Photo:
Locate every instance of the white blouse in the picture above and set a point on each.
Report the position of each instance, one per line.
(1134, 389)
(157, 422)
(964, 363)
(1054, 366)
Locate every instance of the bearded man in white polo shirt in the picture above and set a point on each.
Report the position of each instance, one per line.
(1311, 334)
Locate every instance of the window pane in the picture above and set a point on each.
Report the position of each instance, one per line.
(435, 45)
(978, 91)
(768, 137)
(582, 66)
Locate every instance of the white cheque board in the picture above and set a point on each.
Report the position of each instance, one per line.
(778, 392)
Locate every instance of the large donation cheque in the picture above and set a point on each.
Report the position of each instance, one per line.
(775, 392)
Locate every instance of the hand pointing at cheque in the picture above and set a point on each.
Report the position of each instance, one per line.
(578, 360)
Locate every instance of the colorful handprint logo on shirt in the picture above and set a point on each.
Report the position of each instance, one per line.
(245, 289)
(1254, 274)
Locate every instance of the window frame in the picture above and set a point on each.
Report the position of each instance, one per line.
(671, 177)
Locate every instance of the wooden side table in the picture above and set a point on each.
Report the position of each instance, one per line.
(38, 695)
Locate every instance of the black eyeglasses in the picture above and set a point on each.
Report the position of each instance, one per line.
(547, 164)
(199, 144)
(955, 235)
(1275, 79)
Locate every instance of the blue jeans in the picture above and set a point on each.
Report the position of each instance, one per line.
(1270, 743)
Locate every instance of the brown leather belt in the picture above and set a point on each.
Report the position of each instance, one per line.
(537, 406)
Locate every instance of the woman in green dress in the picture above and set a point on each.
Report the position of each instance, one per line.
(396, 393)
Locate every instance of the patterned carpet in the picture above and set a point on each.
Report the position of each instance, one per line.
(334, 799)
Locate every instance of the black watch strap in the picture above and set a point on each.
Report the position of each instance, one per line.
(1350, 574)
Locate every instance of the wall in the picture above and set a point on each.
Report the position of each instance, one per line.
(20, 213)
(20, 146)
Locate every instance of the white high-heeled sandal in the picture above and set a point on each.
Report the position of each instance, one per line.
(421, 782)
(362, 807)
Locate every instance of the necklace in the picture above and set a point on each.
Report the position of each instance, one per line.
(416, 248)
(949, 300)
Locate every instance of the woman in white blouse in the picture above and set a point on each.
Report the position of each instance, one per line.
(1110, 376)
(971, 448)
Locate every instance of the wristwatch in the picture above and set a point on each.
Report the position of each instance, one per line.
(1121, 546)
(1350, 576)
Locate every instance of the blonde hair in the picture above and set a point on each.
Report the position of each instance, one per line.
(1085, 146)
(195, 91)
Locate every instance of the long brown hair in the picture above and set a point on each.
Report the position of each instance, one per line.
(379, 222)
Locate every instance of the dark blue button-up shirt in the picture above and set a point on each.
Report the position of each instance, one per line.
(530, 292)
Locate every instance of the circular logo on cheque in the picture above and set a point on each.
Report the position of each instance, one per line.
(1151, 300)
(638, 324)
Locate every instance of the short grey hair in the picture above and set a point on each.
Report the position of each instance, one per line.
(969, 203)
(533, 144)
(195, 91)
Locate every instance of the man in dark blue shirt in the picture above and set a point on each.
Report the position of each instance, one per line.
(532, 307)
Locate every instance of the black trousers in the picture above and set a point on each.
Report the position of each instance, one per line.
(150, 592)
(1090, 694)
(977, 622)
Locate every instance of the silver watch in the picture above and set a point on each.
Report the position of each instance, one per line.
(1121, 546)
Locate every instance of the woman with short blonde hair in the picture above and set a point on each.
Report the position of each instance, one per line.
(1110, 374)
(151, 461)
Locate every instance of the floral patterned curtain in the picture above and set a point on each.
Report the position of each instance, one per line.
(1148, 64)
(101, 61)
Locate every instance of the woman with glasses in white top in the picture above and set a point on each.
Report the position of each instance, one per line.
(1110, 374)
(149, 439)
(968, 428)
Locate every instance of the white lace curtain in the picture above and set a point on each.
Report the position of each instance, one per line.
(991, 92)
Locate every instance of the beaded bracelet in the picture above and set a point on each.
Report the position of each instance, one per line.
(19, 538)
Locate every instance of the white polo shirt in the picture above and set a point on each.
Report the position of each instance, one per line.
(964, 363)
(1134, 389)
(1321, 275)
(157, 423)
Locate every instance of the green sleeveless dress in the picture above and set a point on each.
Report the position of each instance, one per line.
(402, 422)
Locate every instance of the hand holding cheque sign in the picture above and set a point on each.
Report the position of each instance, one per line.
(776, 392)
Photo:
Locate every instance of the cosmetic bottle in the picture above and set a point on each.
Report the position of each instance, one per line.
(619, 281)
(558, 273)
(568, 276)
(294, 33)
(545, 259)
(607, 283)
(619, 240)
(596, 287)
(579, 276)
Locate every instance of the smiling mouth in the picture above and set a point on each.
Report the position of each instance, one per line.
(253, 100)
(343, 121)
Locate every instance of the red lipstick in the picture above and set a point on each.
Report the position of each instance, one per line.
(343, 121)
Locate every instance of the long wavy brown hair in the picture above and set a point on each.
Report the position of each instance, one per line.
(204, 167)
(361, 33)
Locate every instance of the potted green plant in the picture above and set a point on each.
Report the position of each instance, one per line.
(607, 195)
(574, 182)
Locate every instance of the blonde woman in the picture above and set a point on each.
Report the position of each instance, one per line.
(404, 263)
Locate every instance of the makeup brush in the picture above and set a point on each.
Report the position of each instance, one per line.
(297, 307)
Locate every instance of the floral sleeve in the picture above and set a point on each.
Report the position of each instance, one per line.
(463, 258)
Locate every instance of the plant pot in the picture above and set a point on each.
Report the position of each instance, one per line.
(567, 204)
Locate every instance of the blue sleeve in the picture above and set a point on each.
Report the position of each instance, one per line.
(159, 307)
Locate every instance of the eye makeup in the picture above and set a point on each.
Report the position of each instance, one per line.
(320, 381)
════════════════════
- DIRECTIVE:
Repeat the records above exactly, from the first line to the last.

- OUTPUT OF THE TASK:
Photo:
Locate every instance of the white blouse in the picture above and set a point on each.
Report the position of each instance, one per line.
(1134, 389)
(157, 422)
(964, 363)
(1054, 366)
Locate every instance of the bearded man in white polo shirt in the picture above and set a point on each.
Report the position of each instance, one per line.
(1311, 334)
Locate every instance of the window pane in the picture above and set a point on each.
Report the position of each instance, one per line.
(435, 45)
(978, 91)
(768, 137)
(582, 66)
Locate every instance of the white cheque board in the picture above and set a point on each.
Report the position of each instance, one per line.
(778, 392)
Locate every instance of the large donation cheque in the picture above and set a point on each.
Report the position of each instance, one per line.
(775, 392)
Locate every instance of the hand pointing at cheque in the picture above and set a point on each.
Report the position of each instance, one per line.
(578, 360)
Locate every instance of the colorful handprint logo on shirt in the picture above and set a point on each.
Report the position of each instance, one per line.
(245, 289)
(1254, 274)
Locate every instance of the window frame in the picture above and set a point on each.
Report the position of each instance, one per line.
(671, 177)
Locate every instance of the wooden side table in the picture above and set a point on each.
Report the position of each instance, one per line.
(38, 695)
Locate every instance of the black eyeglasses in the picture above and set a point on each.
Report the position of each instance, one per line.
(547, 164)
(199, 144)
(955, 235)
(1275, 79)
Locate every instance of the blue jeans in the picture above and set a point on each.
Report the position of each instance, one per line.
(1270, 743)
Locate every instance of the brown leather belt in the picture above and set a point on each.
Report the position of each instance, one per line.
(537, 406)
Locate every instance of the woman in green dress in the picture above and set a point on each.
Report the position of each instance, one per line.
(396, 393)
Locate every instance of the patterned carpet in the picture above and set a point on each.
Report the position of each instance, one per line.
(334, 799)
Locate every instance of the black watch strap in the picture above and set a point on each.
Report the position of each instance, one per line.
(1350, 574)
Locate every instance of the wall in the picture above and set a point on each.
Report the position of each instance, one per line.
(20, 213)
(20, 146)
Locate every instance of the white high-heeled sandal in the picture above and set a point on each.
Report the position of each instance, one per line.
(421, 782)
(362, 807)
Locate every instance of the necklace in the picture above and set a point on each.
Report the position of each instance, one per line.
(416, 248)
(949, 300)
Locate every instance of the woman in white blouse in the picture above and set a point on each.
Report the position of each instance, one per line.
(1110, 376)
(971, 448)
Locate every instance of the wristwatch in the picture above and set a point on each.
Report the position of each instance, one per line.
(1121, 546)
(1350, 576)
Locate every instance of the blonde hair in the picture above and set a point on each.
Report the position of each instance, one per line.
(1085, 146)
(195, 91)
Locate every instance of the long brown hair in the picture above and set a point on each.
Report the position of each instance, one per line.
(379, 222)
Locate every instance of the dark blue button-up shirt in the picture above and set a point on each.
Report the position of each instance, one per line.
(530, 292)
Locate every instance of the circular logo on cheque in the picture above and set a point on each.
Report the position of each instance, one per line.
(1151, 300)
(638, 324)
Locate every instance of the short grey hair in the picture above and set a point on each.
Report the position of each instance, one per line.
(969, 203)
(533, 144)
(195, 91)
Locate every instance of the man in dark blue shirt in the picture above and set a point on each.
Report the position of each instance, one per line.
(532, 307)
Locate every instance of the black trousers in the picture above and set a point on each.
Report the position of each instance, one per line.
(150, 592)
(1090, 694)
(977, 622)
Locate every instance of the silver watch in the picture above and set a point on each.
Report the position of each instance, one per line.
(1121, 546)
Locate every instance of the woman with short blonde hair in the picture above and set a point on each.
Report the position of each instance, one per line.
(1110, 374)
(151, 461)
Locate every instance of the floral patterned curtain in the picture above and set a point on each.
Report the position of each instance, one per line.
(1148, 64)
(101, 61)
Locate every instance of the woman with glasses in white top in the picture above and set a point on each.
Report the position of each instance, one per line.
(1110, 374)
(149, 439)
(968, 428)
Locate every instance of the white lace curtain in the picture above and set a point on each.
Report the position of each instance, one per line.
(991, 92)
Locate every instance of the beaded bracelet in the picture above and set a point on each.
Report the position of each instance, one per line.
(19, 538)
Locate every instance of the white polo shirt in the picture above and set a point on each.
Report the position of each instance, one per line.
(964, 363)
(1134, 389)
(1321, 275)
(157, 423)
Locate every instance of the green sleeveless dress in the picture above and set a point on each.
Report the position of each instance, one per line.
(402, 422)
Locate every instance of the hand holding cheque sign in the picture above and set a point on each.
Report the position of each instance, one per line.
(776, 392)
Photo:
Locate every instance of the cosmetic bottle in the picture above and set a point on each.
Report the position of each instance, one per line.
(619, 281)
(558, 273)
(568, 276)
(294, 33)
(545, 259)
(607, 283)
(619, 240)
(596, 287)
(579, 276)
Locate every instance of the smiling mouth in the picture above and set a point on each.
Report the position of each instance, one per line.
(253, 100)
(343, 121)
Locate every instance of the red lipstick in the picture above and set a point on each.
Report the position of each instance, one per line.
(343, 121)
Locate every instance of the long wavy brown hair in the picture above and set a point on each.
Report the position of each instance, one per line.
(204, 167)
(361, 33)
Locate every instance of the potted green plant in the picture above and set a point on each.
Report the position of each instance, one per line.
(607, 195)
(574, 182)
Locate every instance of the blonde woman in the picture above and set a point on each.
Report the position of each instance, one per line.
(404, 263)
Locate every instance of the makeup brush in the picture above and set a point on each.
Report the position of each instance, one per line.
(297, 307)
Locate every instance of the floral sleeve in the picture above and set a point on each.
Report the position of each instance, one per line.
(463, 258)
Locate every instance of the plant pot in the picture above and set a point on each.
Report the position of each instance, one per line.
(567, 204)
Locate every instance of the blue sleeve in the picture above and set a point on each.
Report the position of each instance, one per line.
(159, 307)
Locate every instance of the eye makeup in the picture above and set a point on each.
Report the position of each instance, one per line.
(320, 381)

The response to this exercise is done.